::: Input
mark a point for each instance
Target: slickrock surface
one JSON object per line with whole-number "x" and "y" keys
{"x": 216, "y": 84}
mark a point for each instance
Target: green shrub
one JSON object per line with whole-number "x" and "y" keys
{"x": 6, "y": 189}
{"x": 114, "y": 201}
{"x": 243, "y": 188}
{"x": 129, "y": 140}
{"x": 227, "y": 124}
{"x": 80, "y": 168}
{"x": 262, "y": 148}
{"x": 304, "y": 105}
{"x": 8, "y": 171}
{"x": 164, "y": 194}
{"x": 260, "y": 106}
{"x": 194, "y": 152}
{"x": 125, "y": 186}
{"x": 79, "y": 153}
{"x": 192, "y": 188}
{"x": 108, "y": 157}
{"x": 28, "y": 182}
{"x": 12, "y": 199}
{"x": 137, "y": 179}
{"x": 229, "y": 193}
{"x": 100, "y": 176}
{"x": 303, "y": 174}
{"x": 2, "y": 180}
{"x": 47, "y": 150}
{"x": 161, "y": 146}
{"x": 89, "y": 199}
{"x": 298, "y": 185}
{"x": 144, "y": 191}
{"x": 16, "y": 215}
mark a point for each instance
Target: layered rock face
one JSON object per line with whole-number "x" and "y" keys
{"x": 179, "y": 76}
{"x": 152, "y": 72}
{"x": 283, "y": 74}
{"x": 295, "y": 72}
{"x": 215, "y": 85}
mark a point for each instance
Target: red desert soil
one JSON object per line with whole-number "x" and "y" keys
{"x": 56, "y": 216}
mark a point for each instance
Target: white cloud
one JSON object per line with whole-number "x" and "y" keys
::::::
## Exercise
Please give back all of the items above word for word, with nothing changed.

## Output
mark a point for each instance
Target: slickrock surface
one JSON object per line with whole-number "x" and "y" keys
{"x": 216, "y": 84}
mark a point for each instance
Target: green shrub
one JSON object per line with whole-number "x" and "y" keys
{"x": 6, "y": 189}
{"x": 114, "y": 201}
{"x": 243, "y": 188}
{"x": 129, "y": 140}
{"x": 227, "y": 124}
{"x": 80, "y": 168}
{"x": 262, "y": 148}
{"x": 304, "y": 105}
{"x": 8, "y": 171}
{"x": 164, "y": 194}
{"x": 260, "y": 106}
{"x": 194, "y": 152}
{"x": 125, "y": 186}
{"x": 79, "y": 153}
{"x": 192, "y": 188}
{"x": 108, "y": 157}
{"x": 28, "y": 182}
{"x": 12, "y": 199}
{"x": 137, "y": 179}
{"x": 229, "y": 193}
{"x": 100, "y": 176}
{"x": 303, "y": 174}
{"x": 2, "y": 180}
{"x": 47, "y": 150}
{"x": 161, "y": 146}
{"x": 89, "y": 199}
{"x": 298, "y": 185}
{"x": 144, "y": 191}
{"x": 16, "y": 215}
mark a point for each instance
Target: layered rock face
one JSON object per line with whole-number "x" and "y" keys
{"x": 179, "y": 76}
{"x": 152, "y": 72}
{"x": 283, "y": 74}
{"x": 295, "y": 72}
{"x": 215, "y": 85}
mark a point for each instance
Target: red desert soil
one JSON object per line with whole-number "x" and "y" keys
{"x": 56, "y": 216}
mark a point for each instance
Target: white cloud
one JSON object per line with whole-number "x" and "y" keys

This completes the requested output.